_Picture region annotation data_.
- - - - -

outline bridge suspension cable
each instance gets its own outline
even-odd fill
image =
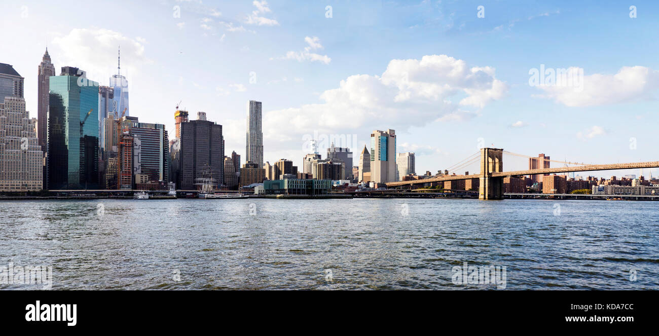
[[[471,163],[473,163],[472,161],[473,161],[474,157],[476,159],[480,158],[479,156],[480,154],[480,152],[476,152],[476,153],[474,153],[473,154],[467,157],[466,159],[461,161],[460,162],[458,162],[457,163],[455,163],[455,165],[449,167],[448,168],[446,169],[446,170],[449,171],[455,171],[457,168],[459,168],[461,167],[464,167],[466,165],[471,164]]]

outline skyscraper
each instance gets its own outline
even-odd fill
[[[231,152],[231,160],[233,161],[233,170],[237,175],[240,175],[241,171],[241,155],[236,154],[236,151]]]
[[[398,168],[398,181],[403,181],[403,177],[410,174],[416,174],[415,171],[414,153],[399,153],[396,156],[396,166]]]
[[[250,100],[247,103],[247,138],[245,161],[263,166],[263,130],[261,128],[262,104]]]
[[[112,88],[113,98],[117,102],[117,111],[119,113],[123,112],[126,109],[124,115],[129,117],[130,115],[130,109],[128,106],[128,80],[121,75],[121,50],[119,51],[119,57],[117,62],[117,74],[113,74],[110,77],[110,86]]]
[[[97,188],[98,83],[72,67],[49,81],[48,188]]]
[[[343,163],[343,177],[342,179],[351,180],[353,175],[353,152],[350,148],[334,147],[333,142],[328,148],[328,159],[341,160]]]
[[[359,178],[357,179],[357,182],[370,182],[370,178],[368,181],[364,179],[364,173],[368,173],[370,176],[370,154],[368,154],[368,150],[366,149],[366,145],[364,146],[362,154],[359,155]]]
[[[104,121],[110,113],[114,117],[118,118],[116,115],[117,111],[114,101],[114,90],[109,86],[98,87],[98,144],[101,149],[104,149],[103,144],[105,138],[105,128]],[[102,151],[101,151],[102,152]]]
[[[55,76],[55,65],[50,61],[50,55],[48,54],[48,48],[45,48],[45,53],[42,58],[42,63],[39,64],[39,87],[37,91],[38,105],[37,107],[37,119],[38,133],[37,137],[39,138],[39,146],[42,146],[44,155],[46,152],[46,144],[48,142],[48,91],[50,90],[50,76]]]
[[[371,182],[396,181],[396,134],[392,129],[371,133]]]
[[[43,188],[43,152],[34,123],[25,111],[23,77],[0,63],[0,190]]]
[[[224,181],[224,147],[222,125],[206,120],[193,120],[181,123],[180,144],[176,157],[178,166],[174,173],[177,188],[194,189],[195,179],[202,177],[202,170],[210,167],[215,186]]]

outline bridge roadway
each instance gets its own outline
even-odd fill
[[[611,163],[605,165],[585,165],[573,167],[561,167],[558,168],[542,168],[538,169],[527,169],[524,171],[502,171],[500,173],[490,173],[490,177],[509,177],[513,176],[534,175],[536,174],[552,174],[555,173],[571,173],[573,171],[594,171],[616,169],[633,169],[638,168],[656,168],[659,167],[659,161],[648,162],[635,162],[631,163]],[[469,180],[480,179],[482,175],[474,174],[471,175],[448,175],[439,177],[431,177],[422,180],[413,180],[399,182],[387,182],[387,186],[398,186],[403,185],[419,184],[432,182],[443,182],[446,181]]]

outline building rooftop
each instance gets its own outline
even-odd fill
[[[20,75],[14,70],[14,67],[11,65],[6,63],[0,63],[0,74],[20,77]]]

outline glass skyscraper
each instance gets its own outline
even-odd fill
[[[98,83],[72,67],[49,82],[48,188],[98,188]]]

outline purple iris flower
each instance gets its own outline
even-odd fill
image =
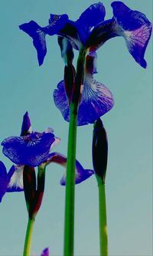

- - - - -

State how many lines of the items contain the string "skyscraper", with case counting, and give only the number.

_Task response_.
2